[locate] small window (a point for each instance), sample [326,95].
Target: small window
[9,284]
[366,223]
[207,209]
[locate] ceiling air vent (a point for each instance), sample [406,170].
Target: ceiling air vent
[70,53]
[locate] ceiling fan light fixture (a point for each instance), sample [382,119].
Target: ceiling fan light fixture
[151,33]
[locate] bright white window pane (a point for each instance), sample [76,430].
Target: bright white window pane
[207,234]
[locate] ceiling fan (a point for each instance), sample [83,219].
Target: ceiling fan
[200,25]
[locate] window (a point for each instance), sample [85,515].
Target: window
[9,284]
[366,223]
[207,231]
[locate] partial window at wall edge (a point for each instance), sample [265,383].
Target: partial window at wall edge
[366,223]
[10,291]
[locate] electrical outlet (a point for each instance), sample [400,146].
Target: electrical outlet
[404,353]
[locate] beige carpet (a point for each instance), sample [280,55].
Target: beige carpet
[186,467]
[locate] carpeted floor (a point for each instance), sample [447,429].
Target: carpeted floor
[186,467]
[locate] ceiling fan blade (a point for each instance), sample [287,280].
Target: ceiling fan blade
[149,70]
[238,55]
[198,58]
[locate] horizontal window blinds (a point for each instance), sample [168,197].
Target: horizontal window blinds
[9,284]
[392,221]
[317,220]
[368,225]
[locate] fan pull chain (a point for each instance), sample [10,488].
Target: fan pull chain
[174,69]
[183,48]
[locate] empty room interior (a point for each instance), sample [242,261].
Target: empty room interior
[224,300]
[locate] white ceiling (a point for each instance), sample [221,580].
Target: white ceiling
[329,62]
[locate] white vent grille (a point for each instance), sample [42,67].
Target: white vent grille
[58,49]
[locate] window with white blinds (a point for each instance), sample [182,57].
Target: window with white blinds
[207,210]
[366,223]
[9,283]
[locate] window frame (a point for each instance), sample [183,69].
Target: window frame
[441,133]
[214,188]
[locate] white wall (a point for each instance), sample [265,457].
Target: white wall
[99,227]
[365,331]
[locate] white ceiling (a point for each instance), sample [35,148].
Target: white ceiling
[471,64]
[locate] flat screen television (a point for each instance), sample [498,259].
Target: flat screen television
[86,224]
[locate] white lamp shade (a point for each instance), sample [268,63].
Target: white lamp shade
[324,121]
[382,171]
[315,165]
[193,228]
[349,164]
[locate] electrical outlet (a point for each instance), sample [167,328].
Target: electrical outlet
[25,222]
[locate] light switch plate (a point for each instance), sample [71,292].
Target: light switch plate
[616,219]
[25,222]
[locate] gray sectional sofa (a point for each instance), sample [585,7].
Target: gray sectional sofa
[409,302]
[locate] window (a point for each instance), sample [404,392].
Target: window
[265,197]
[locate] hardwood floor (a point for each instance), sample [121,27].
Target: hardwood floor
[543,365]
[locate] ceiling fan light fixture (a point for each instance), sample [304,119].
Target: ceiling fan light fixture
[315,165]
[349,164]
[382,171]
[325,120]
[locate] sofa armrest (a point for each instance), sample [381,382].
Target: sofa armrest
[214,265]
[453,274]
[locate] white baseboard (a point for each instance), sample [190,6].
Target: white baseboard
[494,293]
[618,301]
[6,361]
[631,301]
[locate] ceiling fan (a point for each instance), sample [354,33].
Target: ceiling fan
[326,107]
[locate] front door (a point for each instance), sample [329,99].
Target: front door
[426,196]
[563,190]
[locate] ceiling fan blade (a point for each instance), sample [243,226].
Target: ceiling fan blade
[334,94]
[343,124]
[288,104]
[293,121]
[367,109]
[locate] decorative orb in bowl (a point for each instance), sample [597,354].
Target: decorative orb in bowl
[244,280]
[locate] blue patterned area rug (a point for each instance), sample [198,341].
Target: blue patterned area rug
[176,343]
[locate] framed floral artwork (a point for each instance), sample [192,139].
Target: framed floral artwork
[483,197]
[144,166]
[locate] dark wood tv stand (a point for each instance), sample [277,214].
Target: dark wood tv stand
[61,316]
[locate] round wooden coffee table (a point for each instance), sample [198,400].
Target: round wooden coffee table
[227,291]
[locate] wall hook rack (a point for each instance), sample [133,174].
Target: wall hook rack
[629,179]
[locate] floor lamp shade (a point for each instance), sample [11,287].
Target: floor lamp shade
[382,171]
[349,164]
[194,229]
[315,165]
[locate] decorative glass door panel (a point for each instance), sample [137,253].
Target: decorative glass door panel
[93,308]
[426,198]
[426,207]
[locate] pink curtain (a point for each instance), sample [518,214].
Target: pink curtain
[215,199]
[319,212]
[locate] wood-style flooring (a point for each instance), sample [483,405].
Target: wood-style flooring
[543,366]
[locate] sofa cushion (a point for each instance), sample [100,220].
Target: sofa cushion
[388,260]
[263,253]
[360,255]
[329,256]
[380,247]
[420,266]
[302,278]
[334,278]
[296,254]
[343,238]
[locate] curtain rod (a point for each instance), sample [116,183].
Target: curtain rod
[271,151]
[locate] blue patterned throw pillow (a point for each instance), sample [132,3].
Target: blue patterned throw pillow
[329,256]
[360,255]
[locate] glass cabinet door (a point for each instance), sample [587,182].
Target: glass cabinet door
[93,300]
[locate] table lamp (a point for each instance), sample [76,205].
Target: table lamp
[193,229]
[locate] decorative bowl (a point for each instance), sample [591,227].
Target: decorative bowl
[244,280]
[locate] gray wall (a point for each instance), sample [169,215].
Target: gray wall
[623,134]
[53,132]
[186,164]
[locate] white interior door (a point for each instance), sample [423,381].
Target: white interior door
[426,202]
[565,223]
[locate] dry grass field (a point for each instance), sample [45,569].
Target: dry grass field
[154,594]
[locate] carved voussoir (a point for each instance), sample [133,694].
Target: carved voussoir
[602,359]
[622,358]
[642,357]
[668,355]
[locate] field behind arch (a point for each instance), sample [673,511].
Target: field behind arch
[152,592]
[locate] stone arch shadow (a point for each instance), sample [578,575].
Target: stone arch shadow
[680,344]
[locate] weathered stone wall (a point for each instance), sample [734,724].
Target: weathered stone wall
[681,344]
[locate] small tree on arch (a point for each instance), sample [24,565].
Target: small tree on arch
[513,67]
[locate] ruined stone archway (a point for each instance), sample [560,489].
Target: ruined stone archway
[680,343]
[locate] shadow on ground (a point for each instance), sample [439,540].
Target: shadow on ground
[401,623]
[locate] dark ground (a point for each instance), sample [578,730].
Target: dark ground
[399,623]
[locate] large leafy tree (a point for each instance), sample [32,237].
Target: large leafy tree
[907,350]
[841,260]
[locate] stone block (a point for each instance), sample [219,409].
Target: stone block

Directions:
Print only the lines from the one with "[locate] stone arch" to the end of the records, both included.

Exercise answer:
[locate] stone arch shadow (a point for each instance), sample [578,575].
Target: stone arch shadow
[680,344]
[locate] weathered stone wall (a point for each instance), sample [734,724].
Target: weathered stone wall
[681,344]
[locate] small tree on arch (a point for each instance), sample [24,565].
Target: small tree on arch
[513,67]
[locate] ruined stone archway (a point for each instance), sample [560,489].
Target: ruined stone archway
[680,343]
[locate] shadow on ground (a point for each instance), sample [439,540].
Target: shadow on ground
[401,623]
[locate] dark ground (a point for each instance), sample [578,730].
Target: dark ground
[399,623]
[locate] large leafy tree (a point for each instance), sample [32,237].
Target: large leafy tree
[907,350]
[841,260]
[locate] stone block (a point for each instance), sample [219,409].
Target: stone block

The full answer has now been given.